### Excerpted text

In the 19th century, the only area in the Indian subcontinent which was not under British rule was the Kingdom of Maharaja Ranjit Singh. He was a consummate ruler and had built an indomitable fighting machine known as the Sikh Army or the Khalsa army. He was both feared and respected by the British. His youngest wife, the mother of Maharaja Duleep Singh, earned a special mention in the history of that era.
Khushwant Singh, in his book, aptly describes this strikingly beautiful lady as “She was the envy of all women and dream of all men”. Words could not describe her beauty. However, there was a lot more to this young Maharani than her appearance. She was cocky, clever, complex and tough. She was the steely Jind Kaur; the woman who terrified the British empire and the one to stand up against the British till her very end.
Jind Kaur was born in1817 in a village called Chahar in the Sialkot district of Punjab. She was the eldest of three sisters and two brothers. Her father’s name was Manna Singh Aulakh, who was a kennel keeper in the palace of Maharaja Ranjit Singh.
When Jind Kaur turned eighteen, her father Manna Singh Aulakh persistently pleaded the Maharaja to take her as his wife. Her ravishing beauty soon caught the attention of Punjab’s greatest ruler Maharaja Ranjit Singh and in 1835 Jind Kaur got married to the then fifty-five-year-old Maharaja.

### Objectives
1 – In the passage about Jind Kaur, what job did her father hold?
2 – Write the next part of the passage about Jind Kaur, picking up after its final sentence.

### Items
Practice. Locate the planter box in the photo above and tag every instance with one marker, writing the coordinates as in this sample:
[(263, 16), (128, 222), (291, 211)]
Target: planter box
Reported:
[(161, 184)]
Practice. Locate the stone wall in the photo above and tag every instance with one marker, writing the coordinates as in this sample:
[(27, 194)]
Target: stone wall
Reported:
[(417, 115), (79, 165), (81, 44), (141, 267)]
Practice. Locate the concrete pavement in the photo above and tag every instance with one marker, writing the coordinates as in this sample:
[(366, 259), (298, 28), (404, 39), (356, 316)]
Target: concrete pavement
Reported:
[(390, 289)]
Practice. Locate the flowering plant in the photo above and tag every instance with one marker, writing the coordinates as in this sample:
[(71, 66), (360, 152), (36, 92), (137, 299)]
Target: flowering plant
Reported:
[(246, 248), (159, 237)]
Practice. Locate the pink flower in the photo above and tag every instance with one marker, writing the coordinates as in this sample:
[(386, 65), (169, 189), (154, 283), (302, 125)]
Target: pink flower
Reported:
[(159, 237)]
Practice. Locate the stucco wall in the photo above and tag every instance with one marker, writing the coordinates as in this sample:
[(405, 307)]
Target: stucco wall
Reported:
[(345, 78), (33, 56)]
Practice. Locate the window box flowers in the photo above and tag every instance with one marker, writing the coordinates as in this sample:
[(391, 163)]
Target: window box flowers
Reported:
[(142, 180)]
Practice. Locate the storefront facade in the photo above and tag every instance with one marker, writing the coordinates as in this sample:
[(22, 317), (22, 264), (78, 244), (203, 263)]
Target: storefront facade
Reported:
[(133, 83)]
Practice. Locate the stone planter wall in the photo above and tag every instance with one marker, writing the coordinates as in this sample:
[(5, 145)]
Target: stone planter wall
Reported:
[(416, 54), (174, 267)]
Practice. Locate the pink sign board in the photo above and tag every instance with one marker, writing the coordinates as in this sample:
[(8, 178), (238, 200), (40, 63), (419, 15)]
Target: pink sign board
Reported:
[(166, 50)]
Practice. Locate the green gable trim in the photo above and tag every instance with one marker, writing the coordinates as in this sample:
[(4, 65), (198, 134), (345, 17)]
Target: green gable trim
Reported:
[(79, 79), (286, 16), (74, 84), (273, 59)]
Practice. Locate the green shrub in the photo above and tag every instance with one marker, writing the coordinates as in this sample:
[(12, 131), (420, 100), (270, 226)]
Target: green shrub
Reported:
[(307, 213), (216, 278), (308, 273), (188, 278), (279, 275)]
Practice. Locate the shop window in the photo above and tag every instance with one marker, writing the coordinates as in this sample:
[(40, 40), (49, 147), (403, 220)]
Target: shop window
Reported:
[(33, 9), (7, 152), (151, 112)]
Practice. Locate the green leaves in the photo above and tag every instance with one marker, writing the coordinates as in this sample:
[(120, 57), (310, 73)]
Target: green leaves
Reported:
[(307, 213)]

### Final answers
1 – He was a kennel keeper in the palace of Maharaja Ranjit Singh.

2 –
Jind Kaur popularly known as Jindanwas the youngest of the five wives of Maharaja Ranjit Singh. Her son Duleep Singh was the youngest of the seven sons of Maharaja Ranjit Singh and was born on 6 September 1838. During Duleep Singh’s birth, there was a conspiracy in the palace that he might not be Maharaja Ranjit Singh’s son, and to this, Maharaja Ranjit Singh had publicly claimed Duleep Singh as his own and elevated Jindan’s position to that of one of his senior wives. Thus started the meteoric rise of Maharani Jindan within the kingdom.
Maharaja Ranjit Singh’s excessive consumption of alcohol led to a stroke, and he died on 27th June 1839. The practice of Sati was not prevalent in the Sikh religion, but the senior wives of the Maharaja went through this ritual and laid down their lives. It was Maharani Jindan who refused to commit Sati as she insisted on looking after her nine-month-old son Duleep Singh.
After Maharaja Ranjit Singh, his elder son Kharak Singh ascended the throne, but very soon he was poisoned to death. The Lahore Kingdom was in turmoil, as all his sons were constantly plotting against one another and finally were either poisoned, stabbed or bludgeoned to death.
In 1843 five-year-old Duleep Singh, the only surviving heir came into power with the assistance of his maternal uncle Jawahar Singh, the brother of Maharani Jindan. Jawahar Singh appointed himself as a Prime Minister of Lahore and Maharani Jindanas the Regent, took care of day to day matters with Maharaja Duleep Singh by her side on the throne. In essence, she became the de-facto ruler of Punjab, “The Land of Five Rivers”. Another interesting fact of the times was the absolute power wielded by the leaders of the Sikh Army who fully supported the five-year-old Duleep Singh and proclaimed him as their Maharaja but were unhappy with Jawahar Singh and killed him soon.
With all this continuous jostling for power, the Kingdom of Punjab was in turmoil and the British were watching these events with great interest and awaiting an opportunity to expand their hold on this region. During the time of Maharaja Ranjit Singh, a treaty was settled upon on the 25th April 1806 between Ranjit Singh and Charles Metcalfe. As per this treaty, Punjab was impregnable for the Britishers, and in return, the Britishers were safe from the attacks of the fierce Sikh Army.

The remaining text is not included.